=== Begin Enclosure ===

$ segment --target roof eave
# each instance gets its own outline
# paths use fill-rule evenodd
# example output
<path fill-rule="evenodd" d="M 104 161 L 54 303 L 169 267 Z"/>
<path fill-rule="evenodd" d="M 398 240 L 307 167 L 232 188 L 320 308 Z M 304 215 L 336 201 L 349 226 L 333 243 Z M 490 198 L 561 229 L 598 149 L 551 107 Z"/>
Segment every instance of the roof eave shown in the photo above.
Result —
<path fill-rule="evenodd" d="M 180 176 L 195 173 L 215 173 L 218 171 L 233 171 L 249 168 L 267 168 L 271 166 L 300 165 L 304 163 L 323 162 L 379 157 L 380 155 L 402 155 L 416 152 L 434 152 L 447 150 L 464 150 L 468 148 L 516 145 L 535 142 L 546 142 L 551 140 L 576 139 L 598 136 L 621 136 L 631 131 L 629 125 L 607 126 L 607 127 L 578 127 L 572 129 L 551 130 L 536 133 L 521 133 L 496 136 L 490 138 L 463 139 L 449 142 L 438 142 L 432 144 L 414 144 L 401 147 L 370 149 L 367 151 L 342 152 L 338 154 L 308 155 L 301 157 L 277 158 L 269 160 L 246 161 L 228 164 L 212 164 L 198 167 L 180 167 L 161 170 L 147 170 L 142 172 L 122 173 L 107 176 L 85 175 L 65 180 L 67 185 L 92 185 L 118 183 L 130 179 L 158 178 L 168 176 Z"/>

=== End Enclosure ===

→ **PROBLEM TO SOLVE**
With the line holding "398 240 L 307" as the first and the line holding "Segment every instance" as the last, set down that range of the entries above exactly, and nothing else.

→ **SOLUTION TO THIS PROBLEM**
<path fill-rule="evenodd" d="M 398 240 L 307 167 L 232 188 L 320 308 Z M 304 215 L 336 201 L 349 226 L 333 243 Z M 490 198 L 561 229 L 598 149 L 551 107 Z"/>
Segment every instance of the roof eave shown in the photo above.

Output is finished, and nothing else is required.